LUZON SURETY CO. v. BESON +

DECISION

142 Phil. 292

[ G.R. No. L-26865-66, January 30, 1970 ]

LUZON SURETY CO., INC., PETITIONER, VS. LEOVEGILDA, BONIFACIA AND JOVITA, ALL SURNAMED BESON, CONCEPCION BESON DE GUTIERREZ, PASTOR QUEBRAR, THE MANILA SURETY & FIDELITY CO., INC., THE PROVINCIAL SHERIFF OF NEGROS OCCIDENTAL AND HONORABLE EDUARDO D. ENRIQUEZ, RESPONDENTS.

D E C I S I O N

FERNANDO, J.:

Petitioner Luzon Surety Co., Inc., far from reconciled with the prospect of having to comply with the writ of execution dated September 27, 1966 issued by the clerk of court of respondent Judge Eduardo D. Enriquez of the Court of First Instance of Negros Occidental, for the satisfaction of the amount of P8,732.23, a liability allegedly imposed on it without its right to procedural due process having been respected, filed this special civil action for certiorari with a writ of preliminary injunction on November 22, 1966.  More specifically, it would seek to nullify such a writ as it was not in accordance with a previous order of respondent Judge on which it was presumably based, allegedly issued without petitioner having been heard, a matter of more than ordinary significance as there was a previous order cancelling the two bonds executed by it for respondent executor Pastor Quebrar, handed down as early as October 20, 1962.  The movants, Leovegilda, Bonifacia and Jovita Beson as well as Cocepcion Beson de Gutierrez, herein after referred to as Bosons, were also named respondents.  Another surety firm, the Manila Surety & Fidelity Co., Inc. was likewise included as one of the respondents, having, on November 11, 1965, subscribed to an executor's bond with respondent Pastor Quebrar for exactly the above amount of P 3,732.23.  The question to which we thus address ourselves is whether, on the facts as above summarized, to be hereafter set forth in detail, petitioner is entitled to the writ prayed for.

Written task A
For the Luzon Surety decision, decide whether each statement below agrees with the text: (i) the petitioner filed its special civil action for certiorari on November 22, 1966; (ii) the order cancelling the petitioner's two bonds was issued in 1965; (iii) the Manila Surety & Fidelity Co., Inc. is among the respondents. Give yes or no for each, with the decisive words of the text quoted.
Written task B
From the Luzon Surety decision, return the part that opens with the words containing "LUZON SURETY CO., INC., PETITIONER, VS." and closes with "D. ENRIQUEZ, RESPONDENTS.".

Raw data
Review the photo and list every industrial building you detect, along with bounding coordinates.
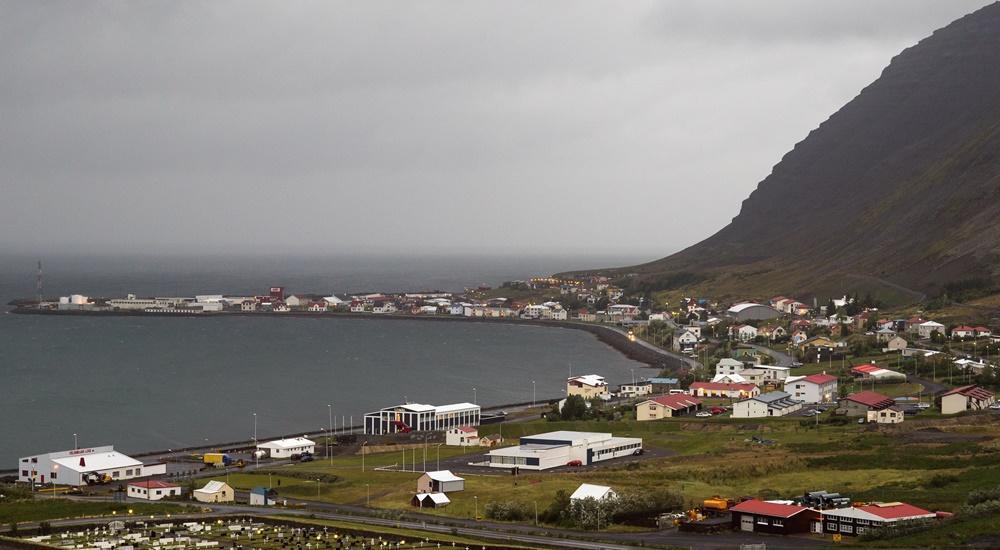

Expected answer A
(i) Yes: "filed this special civil action for certiorari with a writ of preliminary injunction on November 22, 1966"
(ii) No: "handed down as early as October 20, 1962"
(iii) Yes: "the Manila Surety & Fidelity Co., Inc. was likewise included as one of the respondents"

Expected answer B
LUZON SURETY CO., INC., PETITIONER, VS. LEOVEGILDA, BONIFACIA AND JOVITA, ALL SURNAMED BESON, CONCEPCION BESON DE GUTIERREZ, PASTOR QUEBRAR, THE MANILA SURETY & FIDELITY CO., INC., THE PROVINCIAL SHERIFF OF NEGROS OCCIDENTAL AND HONORABLE EDUARDO D. ENRIQUEZ, RESPONDENTS.